Instructions for the task:
Return an exact copy of the lines from the one holding "Pin a point on every instance of the large" to the end of the data, including both the starting and final lines. Leave the pictures out.
— BEGIN Material supplied —
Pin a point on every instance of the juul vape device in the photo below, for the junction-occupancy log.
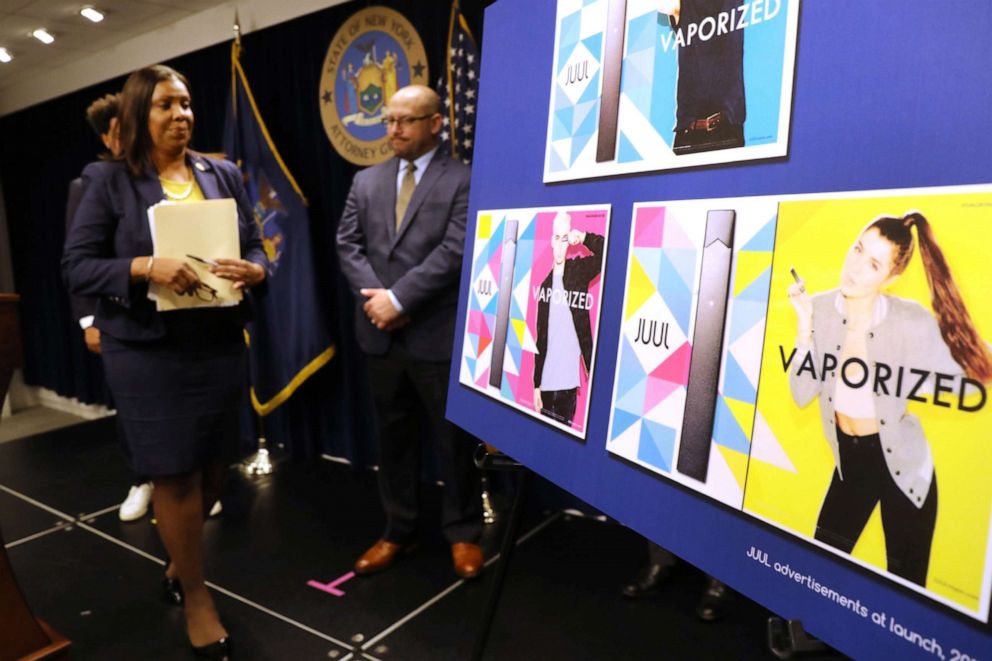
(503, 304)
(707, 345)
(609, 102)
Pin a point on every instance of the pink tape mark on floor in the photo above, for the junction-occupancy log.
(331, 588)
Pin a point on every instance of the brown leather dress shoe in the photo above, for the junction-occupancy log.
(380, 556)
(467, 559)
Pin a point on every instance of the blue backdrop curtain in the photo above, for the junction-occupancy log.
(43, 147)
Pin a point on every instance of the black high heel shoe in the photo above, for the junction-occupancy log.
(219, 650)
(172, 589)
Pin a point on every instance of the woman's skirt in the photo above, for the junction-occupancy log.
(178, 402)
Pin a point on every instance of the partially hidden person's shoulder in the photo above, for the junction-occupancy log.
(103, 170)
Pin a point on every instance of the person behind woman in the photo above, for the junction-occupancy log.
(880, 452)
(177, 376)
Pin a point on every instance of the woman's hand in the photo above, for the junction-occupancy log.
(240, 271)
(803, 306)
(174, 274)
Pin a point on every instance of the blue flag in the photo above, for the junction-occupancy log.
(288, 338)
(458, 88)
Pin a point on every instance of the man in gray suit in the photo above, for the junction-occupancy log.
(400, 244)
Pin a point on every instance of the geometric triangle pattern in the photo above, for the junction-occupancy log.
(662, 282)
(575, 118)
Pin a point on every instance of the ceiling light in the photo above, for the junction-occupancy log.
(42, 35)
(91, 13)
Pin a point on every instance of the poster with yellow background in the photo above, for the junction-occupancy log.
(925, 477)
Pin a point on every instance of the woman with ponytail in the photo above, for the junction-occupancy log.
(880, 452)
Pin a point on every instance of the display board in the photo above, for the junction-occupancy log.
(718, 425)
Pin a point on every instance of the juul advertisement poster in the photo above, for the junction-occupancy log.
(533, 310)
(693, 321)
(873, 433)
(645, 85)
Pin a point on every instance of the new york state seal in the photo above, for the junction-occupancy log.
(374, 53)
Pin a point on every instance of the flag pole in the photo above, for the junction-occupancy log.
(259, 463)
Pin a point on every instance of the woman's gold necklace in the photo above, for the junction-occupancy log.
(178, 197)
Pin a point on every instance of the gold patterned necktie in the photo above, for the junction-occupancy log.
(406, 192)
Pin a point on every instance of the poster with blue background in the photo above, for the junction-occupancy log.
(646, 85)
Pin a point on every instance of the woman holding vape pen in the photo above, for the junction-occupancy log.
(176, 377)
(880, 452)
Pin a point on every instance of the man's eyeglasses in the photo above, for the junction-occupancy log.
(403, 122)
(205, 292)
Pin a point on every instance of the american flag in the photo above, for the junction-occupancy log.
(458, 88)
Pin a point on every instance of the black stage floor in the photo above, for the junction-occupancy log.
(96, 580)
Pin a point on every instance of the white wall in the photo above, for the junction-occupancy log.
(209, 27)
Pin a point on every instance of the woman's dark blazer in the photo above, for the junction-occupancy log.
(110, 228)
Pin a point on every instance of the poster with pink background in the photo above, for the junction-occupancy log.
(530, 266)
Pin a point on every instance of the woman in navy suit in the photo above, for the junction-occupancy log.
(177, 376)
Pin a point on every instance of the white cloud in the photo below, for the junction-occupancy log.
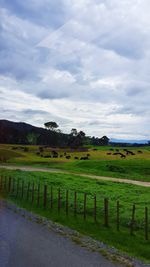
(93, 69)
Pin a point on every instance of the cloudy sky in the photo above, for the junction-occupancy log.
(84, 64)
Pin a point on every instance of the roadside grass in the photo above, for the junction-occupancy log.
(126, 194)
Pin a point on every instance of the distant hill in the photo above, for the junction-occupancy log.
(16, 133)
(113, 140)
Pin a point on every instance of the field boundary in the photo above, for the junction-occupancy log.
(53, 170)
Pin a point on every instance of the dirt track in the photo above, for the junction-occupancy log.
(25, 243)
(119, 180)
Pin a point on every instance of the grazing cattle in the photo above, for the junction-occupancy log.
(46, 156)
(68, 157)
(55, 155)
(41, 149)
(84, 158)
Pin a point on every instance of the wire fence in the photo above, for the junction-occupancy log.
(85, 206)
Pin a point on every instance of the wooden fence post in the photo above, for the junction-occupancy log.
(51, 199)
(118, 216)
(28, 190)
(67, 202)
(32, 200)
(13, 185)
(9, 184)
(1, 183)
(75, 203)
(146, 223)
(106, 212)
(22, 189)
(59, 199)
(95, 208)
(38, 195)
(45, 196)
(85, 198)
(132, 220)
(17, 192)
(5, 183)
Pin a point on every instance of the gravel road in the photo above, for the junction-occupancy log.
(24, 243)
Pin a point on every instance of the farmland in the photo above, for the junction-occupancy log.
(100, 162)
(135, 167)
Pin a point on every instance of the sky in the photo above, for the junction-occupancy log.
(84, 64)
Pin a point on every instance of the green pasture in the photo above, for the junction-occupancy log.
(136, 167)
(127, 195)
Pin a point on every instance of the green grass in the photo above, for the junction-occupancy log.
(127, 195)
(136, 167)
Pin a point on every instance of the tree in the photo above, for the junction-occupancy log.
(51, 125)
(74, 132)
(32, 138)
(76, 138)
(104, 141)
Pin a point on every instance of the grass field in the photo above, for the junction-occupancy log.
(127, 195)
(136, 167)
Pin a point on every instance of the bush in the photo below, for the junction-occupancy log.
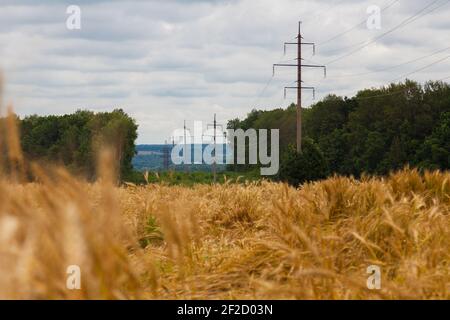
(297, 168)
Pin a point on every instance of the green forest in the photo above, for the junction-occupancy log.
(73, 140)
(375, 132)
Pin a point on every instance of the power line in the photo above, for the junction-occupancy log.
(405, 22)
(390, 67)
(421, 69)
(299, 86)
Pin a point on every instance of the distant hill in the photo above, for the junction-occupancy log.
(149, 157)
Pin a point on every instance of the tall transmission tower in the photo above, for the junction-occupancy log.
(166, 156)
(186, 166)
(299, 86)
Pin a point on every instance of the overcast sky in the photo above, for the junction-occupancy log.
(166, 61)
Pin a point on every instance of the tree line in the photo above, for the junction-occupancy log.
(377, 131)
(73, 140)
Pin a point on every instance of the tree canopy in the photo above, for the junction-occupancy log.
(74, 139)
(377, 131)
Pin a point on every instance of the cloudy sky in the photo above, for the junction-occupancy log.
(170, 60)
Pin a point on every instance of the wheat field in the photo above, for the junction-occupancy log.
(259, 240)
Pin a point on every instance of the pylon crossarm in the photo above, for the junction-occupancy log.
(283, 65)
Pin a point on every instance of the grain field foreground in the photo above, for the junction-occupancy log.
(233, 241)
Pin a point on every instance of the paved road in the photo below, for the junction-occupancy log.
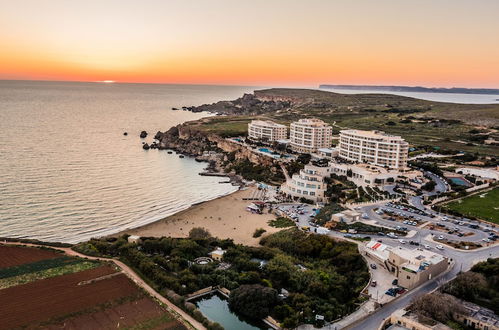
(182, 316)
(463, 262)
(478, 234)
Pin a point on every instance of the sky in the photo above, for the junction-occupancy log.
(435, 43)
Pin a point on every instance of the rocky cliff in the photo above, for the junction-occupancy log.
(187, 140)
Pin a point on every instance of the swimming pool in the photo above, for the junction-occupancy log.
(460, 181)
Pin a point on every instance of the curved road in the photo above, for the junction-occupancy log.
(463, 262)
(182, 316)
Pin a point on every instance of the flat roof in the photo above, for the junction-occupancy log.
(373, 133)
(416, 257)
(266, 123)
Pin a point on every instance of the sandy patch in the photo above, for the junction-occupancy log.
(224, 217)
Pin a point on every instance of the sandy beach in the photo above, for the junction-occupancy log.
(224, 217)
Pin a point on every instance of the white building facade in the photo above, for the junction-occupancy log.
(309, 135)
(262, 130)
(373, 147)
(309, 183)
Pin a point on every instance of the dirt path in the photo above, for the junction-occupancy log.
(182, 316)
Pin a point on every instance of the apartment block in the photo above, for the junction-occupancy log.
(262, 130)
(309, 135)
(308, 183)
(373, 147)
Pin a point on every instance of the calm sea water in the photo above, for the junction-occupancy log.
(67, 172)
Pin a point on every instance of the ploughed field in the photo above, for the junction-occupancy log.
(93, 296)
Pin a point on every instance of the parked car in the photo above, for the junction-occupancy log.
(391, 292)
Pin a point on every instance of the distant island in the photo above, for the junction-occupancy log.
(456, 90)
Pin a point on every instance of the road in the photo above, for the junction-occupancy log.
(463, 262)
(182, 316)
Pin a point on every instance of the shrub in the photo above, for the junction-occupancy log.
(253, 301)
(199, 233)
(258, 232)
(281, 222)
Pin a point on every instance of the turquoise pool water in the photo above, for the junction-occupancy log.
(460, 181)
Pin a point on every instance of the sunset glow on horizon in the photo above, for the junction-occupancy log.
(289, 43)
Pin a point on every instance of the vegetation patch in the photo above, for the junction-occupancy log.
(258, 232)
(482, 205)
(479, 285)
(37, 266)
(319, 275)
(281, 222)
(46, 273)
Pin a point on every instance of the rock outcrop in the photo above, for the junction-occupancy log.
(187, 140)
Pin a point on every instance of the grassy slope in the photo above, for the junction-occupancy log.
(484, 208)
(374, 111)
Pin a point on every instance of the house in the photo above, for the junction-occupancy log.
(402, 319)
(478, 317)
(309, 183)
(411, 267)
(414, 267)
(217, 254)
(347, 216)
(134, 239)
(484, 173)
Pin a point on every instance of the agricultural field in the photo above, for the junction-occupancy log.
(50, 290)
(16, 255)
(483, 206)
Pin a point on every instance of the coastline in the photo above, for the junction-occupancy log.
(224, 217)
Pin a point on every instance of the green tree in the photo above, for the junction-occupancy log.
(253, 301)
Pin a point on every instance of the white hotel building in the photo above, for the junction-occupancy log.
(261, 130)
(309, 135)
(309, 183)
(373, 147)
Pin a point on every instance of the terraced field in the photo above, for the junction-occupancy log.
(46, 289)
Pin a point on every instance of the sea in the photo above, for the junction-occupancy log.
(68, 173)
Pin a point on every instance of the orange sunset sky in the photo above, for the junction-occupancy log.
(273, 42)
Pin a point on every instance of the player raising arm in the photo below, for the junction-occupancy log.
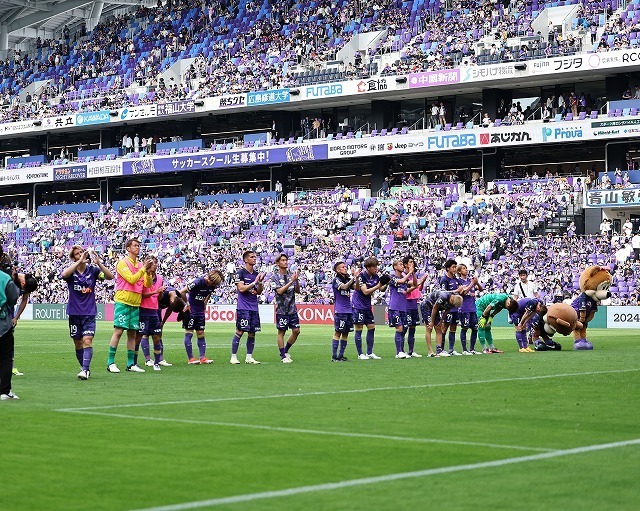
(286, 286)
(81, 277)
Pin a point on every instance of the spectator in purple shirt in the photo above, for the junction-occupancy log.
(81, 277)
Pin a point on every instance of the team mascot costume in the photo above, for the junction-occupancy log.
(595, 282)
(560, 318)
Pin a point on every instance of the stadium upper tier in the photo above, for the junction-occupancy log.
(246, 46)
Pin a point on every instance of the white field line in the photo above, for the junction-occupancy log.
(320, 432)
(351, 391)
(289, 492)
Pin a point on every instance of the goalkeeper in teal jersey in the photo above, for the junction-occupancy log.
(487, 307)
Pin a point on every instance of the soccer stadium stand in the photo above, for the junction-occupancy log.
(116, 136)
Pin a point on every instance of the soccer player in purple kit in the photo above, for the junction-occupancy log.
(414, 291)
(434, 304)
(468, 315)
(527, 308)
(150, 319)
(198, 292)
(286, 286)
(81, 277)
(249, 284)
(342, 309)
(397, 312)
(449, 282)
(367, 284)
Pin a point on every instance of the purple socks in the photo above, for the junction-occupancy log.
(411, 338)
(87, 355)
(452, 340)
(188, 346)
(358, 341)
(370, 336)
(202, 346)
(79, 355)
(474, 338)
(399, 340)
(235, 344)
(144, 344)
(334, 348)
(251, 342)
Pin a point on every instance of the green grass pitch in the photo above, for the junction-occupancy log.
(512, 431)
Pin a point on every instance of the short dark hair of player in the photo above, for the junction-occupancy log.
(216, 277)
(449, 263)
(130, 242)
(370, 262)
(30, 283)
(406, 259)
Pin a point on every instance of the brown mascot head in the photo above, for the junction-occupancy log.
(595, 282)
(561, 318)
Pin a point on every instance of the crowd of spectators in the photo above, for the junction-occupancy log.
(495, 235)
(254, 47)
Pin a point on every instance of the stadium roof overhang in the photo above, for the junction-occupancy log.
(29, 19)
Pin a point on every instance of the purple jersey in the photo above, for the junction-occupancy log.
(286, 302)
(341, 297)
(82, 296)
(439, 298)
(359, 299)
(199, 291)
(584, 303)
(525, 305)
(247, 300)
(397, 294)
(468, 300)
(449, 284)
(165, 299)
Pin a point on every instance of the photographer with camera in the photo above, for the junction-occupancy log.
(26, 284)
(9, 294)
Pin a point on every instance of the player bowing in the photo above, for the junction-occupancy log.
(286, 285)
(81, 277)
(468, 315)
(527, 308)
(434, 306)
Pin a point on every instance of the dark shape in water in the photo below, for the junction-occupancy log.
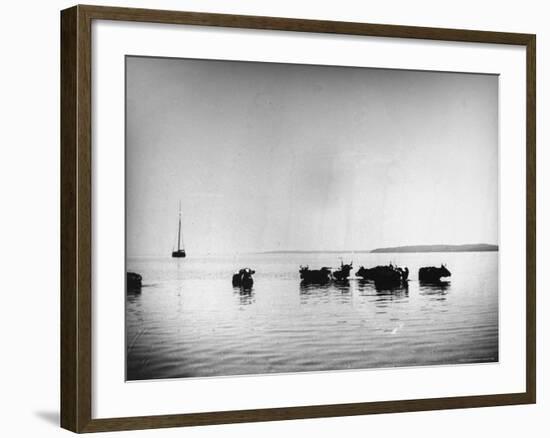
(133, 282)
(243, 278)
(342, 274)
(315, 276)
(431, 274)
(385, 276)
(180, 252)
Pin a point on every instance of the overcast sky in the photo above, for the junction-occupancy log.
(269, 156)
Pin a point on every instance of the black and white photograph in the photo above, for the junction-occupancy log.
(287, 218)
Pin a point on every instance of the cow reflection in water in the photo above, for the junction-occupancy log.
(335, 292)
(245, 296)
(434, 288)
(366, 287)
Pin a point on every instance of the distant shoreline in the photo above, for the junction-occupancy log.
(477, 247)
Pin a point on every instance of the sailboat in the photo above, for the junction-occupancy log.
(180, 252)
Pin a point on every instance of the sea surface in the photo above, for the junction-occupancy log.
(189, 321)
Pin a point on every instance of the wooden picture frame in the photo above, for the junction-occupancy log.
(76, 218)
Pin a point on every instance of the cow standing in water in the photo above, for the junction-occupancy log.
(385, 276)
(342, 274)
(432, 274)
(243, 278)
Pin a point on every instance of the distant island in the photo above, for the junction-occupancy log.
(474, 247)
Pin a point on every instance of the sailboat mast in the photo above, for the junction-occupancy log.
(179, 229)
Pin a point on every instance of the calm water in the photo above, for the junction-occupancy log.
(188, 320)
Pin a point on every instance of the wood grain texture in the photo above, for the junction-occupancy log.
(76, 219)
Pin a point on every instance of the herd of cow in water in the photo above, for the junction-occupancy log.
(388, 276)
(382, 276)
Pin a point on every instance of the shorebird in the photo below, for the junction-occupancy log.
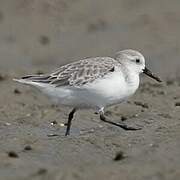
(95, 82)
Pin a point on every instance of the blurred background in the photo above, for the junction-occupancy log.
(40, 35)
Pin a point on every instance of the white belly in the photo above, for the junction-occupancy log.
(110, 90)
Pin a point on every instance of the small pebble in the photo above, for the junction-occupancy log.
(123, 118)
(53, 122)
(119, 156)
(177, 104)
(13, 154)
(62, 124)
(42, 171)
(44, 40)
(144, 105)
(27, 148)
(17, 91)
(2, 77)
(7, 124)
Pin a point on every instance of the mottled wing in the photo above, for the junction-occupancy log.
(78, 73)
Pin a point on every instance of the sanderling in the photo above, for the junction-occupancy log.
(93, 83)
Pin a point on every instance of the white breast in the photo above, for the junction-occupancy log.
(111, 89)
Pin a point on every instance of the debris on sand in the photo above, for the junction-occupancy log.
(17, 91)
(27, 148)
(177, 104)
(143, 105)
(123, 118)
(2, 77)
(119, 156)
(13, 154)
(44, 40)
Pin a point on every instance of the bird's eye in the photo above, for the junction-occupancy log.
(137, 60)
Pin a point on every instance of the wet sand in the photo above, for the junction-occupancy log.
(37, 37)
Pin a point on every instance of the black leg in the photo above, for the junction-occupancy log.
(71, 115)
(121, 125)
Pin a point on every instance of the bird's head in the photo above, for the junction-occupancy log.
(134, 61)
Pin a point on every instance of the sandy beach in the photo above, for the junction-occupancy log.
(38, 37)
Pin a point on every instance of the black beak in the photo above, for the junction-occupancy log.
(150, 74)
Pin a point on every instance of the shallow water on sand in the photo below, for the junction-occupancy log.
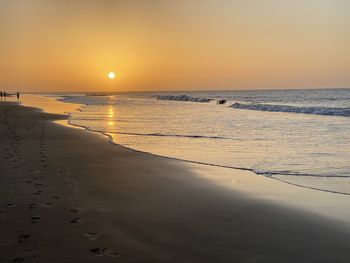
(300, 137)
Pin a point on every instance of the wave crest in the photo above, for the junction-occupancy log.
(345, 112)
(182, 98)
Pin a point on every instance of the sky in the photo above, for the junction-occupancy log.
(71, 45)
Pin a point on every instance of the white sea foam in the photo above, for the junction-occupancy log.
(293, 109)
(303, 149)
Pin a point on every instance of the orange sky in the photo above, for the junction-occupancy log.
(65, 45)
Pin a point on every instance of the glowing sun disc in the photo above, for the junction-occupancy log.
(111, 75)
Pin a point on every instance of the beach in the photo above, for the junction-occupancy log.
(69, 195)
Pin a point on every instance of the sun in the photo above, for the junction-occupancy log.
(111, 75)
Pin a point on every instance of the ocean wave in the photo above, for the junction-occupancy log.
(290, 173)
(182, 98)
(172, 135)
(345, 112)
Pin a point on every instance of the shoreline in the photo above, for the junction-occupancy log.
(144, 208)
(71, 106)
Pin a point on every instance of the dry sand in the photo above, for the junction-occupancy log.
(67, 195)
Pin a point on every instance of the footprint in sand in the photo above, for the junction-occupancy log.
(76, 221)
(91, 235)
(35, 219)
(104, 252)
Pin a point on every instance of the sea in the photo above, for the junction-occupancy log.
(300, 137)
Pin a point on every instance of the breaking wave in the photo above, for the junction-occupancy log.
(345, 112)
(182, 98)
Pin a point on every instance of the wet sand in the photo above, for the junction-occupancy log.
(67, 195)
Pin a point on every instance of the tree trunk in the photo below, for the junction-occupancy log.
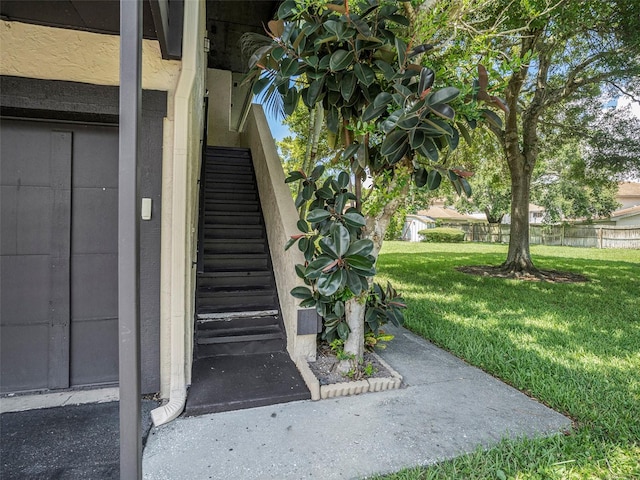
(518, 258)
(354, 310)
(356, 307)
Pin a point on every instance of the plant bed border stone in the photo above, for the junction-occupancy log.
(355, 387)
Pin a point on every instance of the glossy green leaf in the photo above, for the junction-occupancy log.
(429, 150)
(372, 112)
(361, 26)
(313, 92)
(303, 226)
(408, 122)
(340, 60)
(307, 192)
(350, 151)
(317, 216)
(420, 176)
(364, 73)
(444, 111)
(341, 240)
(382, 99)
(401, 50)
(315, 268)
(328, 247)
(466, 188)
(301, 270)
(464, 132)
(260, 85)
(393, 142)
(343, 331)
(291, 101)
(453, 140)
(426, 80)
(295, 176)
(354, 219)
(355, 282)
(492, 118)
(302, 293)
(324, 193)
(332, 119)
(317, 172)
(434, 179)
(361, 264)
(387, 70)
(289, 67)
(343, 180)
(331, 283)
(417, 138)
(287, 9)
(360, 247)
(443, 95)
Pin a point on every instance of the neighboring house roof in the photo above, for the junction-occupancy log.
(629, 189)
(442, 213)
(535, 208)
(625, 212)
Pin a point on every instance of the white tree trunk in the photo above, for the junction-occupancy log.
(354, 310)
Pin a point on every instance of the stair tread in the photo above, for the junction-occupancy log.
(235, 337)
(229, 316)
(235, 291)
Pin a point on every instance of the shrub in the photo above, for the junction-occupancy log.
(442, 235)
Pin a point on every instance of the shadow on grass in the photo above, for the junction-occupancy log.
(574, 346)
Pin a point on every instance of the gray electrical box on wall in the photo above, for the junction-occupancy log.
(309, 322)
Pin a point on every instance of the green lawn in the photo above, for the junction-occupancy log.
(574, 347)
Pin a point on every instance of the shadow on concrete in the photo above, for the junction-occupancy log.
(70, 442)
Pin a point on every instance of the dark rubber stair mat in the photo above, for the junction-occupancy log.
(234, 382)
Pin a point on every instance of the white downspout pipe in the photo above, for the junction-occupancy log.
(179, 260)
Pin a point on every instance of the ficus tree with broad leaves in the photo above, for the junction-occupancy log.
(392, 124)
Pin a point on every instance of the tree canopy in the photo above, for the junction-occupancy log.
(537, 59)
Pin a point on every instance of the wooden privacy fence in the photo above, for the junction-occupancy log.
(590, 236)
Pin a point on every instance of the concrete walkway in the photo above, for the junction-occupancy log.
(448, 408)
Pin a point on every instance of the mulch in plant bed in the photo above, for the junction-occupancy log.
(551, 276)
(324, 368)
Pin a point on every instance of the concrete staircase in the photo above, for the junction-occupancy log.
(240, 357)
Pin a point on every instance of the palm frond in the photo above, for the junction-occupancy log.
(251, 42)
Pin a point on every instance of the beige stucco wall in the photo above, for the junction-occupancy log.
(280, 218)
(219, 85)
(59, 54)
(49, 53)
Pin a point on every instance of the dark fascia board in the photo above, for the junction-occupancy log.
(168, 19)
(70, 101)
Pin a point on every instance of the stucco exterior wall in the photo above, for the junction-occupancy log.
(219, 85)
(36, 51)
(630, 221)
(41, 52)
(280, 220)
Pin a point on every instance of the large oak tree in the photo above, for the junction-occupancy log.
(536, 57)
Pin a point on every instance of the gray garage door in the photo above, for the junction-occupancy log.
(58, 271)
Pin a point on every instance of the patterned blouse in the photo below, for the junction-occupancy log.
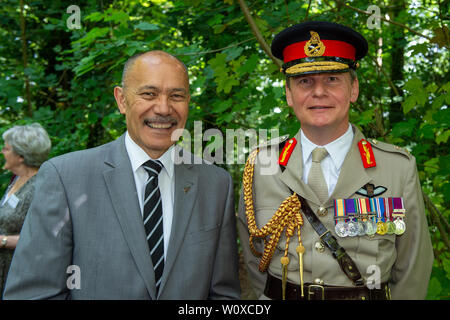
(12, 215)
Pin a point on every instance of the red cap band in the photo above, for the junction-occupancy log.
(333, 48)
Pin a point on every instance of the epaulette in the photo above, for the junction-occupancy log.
— END Material supplied —
The result:
Pin a point on every instance of the large oak tree in the photo above, for the junction-occupancy log.
(536, 57)
Pin a point on every instance of the gray garage door in the photo above, for the junction-occupancy log.
(58, 271)
Pin a point on every instance of the patterned blouse in the photo below, for the junction-occupancy log.
(12, 215)
Pin a point on every instance of the red cap band in the photo above, for the junction-occupancy log.
(333, 48)
Pin a point on every instance of the epaulette in the photo above, for the junction-occupancy log.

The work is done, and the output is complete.